— start —

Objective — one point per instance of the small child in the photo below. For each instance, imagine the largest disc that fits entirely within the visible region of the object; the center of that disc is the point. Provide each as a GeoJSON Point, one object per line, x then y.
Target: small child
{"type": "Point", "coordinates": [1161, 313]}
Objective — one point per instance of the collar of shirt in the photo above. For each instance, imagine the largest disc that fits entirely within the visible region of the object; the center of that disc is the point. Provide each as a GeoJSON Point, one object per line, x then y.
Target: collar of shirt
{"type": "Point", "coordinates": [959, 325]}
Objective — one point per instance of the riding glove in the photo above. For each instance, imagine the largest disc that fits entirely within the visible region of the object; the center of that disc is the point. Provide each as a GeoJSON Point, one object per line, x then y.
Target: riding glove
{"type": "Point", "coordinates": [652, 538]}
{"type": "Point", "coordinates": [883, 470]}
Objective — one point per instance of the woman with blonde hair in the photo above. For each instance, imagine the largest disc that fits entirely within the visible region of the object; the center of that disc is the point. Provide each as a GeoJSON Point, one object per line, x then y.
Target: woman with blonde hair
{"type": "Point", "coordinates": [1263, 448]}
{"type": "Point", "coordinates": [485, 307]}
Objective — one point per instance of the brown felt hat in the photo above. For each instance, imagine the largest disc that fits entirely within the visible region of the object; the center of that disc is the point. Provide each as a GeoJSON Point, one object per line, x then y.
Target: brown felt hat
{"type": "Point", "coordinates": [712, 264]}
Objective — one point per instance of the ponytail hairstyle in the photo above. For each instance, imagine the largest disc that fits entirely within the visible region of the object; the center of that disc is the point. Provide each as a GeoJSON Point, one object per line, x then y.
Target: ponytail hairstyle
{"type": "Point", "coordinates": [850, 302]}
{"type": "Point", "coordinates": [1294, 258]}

— end —

Description of the task — Each line from the one containing "Objective — one point per instance of the brown" through the end of the entries, both included, is to be returned exactly, with no other lines.

Exercise solution —
Objective — one point per instance of the brown felt hat in the photo above. For each instance, imagine the largest disc that fits entirely within the visible region of the object; the center of that disc is the point. Provide each as a GeoJSON Point, one object per line, x then y.
Target: brown felt hat
{"type": "Point", "coordinates": [712, 264]}
Objective — one point per instance of the ponytail hairstyle in the photo above. For each instance, imagine the largest disc that fits entirely within the visible region of the object; the center of that disc is the point. Provide each as a GeoJSON Point, one object per line, x then y.
Target: ponytail hairstyle
{"type": "Point", "coordinates": [850, 302]}
{"type": "Point", "coordinates": [1294, 258]}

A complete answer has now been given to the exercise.